[Stored records]

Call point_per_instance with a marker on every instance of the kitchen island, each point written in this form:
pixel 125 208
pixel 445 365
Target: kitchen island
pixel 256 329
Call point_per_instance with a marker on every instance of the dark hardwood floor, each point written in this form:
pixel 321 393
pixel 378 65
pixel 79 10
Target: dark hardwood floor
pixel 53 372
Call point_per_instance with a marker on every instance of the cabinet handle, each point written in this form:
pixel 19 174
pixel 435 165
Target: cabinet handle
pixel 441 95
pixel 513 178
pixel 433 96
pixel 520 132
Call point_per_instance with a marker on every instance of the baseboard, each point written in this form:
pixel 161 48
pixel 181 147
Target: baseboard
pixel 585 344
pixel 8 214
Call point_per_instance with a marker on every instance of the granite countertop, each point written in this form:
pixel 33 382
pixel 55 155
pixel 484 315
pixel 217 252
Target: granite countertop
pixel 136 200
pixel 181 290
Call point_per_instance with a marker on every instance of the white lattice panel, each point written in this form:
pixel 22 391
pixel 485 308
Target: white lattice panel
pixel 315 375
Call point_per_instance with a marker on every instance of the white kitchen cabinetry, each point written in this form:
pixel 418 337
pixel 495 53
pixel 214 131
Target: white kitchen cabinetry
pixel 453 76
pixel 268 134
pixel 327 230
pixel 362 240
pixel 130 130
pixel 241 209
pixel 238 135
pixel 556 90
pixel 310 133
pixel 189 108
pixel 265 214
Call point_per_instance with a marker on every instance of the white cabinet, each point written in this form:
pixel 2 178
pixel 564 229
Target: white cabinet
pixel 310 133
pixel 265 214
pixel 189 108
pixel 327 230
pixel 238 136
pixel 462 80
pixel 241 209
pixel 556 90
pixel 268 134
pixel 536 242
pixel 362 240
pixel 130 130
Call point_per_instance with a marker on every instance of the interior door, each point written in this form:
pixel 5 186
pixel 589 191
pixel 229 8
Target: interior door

**Problem details:** Reproduce the final stretch of the data above: every line from the one holding "white cabinet, each" through the end, inclusive, exactly as written and nothing else.

**Your response:**
Call point_per_instance with a marker on every instance of the white cabinet, each point written in this form:
pixel 2 178
pixel 564 229
Target: white cabinet
pixel 310 133
pixel 265 214
pixel 189 108
pixel 327 230
pixel 238 136
pixel 462 80
pixel 241 209
pixel 556 90
pixel 268 134
pixel 536 242
pixel 362 240
pixel 130 130
Call point_per_instance with a marker on every instance of the interior door, each point written in this form:
pixel 5 186
pixel 589 191
pixel 229 8
Target: interior door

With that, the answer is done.